(SUPPLIED RECORDS):
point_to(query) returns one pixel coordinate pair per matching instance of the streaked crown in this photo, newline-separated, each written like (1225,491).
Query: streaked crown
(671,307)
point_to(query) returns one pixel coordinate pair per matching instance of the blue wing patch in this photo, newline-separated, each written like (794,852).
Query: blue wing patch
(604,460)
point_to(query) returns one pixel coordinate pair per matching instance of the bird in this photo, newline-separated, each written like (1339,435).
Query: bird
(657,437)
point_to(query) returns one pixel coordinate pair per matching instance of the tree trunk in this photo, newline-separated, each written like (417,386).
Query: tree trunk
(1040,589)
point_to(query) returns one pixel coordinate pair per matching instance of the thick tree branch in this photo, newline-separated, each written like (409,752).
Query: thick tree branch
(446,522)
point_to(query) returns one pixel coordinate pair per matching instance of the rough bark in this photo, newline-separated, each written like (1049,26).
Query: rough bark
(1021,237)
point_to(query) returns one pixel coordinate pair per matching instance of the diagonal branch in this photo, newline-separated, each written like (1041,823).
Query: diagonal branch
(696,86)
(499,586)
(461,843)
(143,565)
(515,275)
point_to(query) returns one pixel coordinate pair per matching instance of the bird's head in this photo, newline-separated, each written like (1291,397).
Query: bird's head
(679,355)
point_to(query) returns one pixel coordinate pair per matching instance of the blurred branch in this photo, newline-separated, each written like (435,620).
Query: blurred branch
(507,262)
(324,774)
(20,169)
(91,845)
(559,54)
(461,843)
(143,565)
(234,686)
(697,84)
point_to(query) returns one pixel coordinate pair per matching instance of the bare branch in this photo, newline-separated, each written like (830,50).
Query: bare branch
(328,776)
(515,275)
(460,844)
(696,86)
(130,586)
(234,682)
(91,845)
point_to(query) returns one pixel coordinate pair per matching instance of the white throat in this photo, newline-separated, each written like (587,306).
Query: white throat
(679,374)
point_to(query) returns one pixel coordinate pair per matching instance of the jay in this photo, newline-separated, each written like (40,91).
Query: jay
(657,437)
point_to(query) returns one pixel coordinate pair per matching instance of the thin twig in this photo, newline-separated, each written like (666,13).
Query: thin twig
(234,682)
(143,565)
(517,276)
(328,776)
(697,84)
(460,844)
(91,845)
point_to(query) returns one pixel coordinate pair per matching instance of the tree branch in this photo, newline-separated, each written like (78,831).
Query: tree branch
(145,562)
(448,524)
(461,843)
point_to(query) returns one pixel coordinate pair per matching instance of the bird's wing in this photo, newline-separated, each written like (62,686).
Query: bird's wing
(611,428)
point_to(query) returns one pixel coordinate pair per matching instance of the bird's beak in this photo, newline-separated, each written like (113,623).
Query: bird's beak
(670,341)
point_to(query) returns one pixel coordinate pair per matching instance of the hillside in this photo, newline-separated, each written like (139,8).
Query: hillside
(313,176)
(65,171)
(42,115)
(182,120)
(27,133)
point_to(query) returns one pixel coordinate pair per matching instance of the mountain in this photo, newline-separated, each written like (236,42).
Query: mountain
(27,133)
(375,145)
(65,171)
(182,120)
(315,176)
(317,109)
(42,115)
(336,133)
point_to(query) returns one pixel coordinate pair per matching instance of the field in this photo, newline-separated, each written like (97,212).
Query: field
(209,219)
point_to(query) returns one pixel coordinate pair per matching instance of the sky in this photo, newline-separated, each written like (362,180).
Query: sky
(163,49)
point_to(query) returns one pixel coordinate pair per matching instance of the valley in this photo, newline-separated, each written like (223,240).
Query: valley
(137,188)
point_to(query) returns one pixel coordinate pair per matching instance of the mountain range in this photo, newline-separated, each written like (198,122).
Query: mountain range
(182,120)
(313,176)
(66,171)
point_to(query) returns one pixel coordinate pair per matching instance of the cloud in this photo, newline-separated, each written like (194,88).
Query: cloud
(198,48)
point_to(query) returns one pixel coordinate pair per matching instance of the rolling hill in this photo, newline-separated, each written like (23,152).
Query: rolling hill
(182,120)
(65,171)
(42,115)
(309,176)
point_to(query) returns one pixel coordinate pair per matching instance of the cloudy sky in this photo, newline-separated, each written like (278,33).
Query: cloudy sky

(ACTION ITEM): Only the lines from the one containing "written like (139,8)." to the end of the data should be printed, exactly as they stand.

(YOUR SOLUTION):
point_to(query) returns one pixel coordinate pair per matching instance of the hillside in this photo, newline-separated, each written like (139,8).
Query: hillside
(313,176)
(65,171)
(42,115)
(182,120)
(27,133)
point_to(query) returns one pixel coordinate pair per matching instance of the mountain in this photo, newline-separated, each written like (236,42).
Query: mountain
(27,133)
(375,145)
(65,171)
(182,120)
(315,176)
(317,109)
(42,115)
(336,133)
point_to(query) returns one pixel coordinate pair per matching instance of the field in this photo, newline-separated, each written like (97,212).
Query: field
(209,219)
point_to(query) returns one pixel coordinate pair per matching instance of the sky in this photo, newline-separated, each written like (362,180).
Query: sky
(163,49)
point_to(query) returns one pixel coordinate pair per matching instance of the valley in this photo, newline-separated, each written like (223,240).
Query: valley
(137,188)
point_to(query) returns one pixel coordinate pair per matching instance of the mountain range in this photo, newline-separated, each written like (198,122).
Query: mountain range
(182,120)
(313,176)
(66,171)
point_to(query) returns one pixel coordinate pair per matching instance of the cloud in this photo, newline-separated, each written like (194,88).
Query: cloud
(198,48)
point_to(query) returns one pixel coordinate pair per matching instance of the rolling hill in this photo, newline-separated, each written like (23,152).
Query: rolling hill
(182,120)
(65,171)
(42,115)
(309,176)
point_to(query) returns one pixel coordinate pair per matching instance of the cloudy sky in this photo, newline-separated, each written like (278,33).
Query: cloudy sky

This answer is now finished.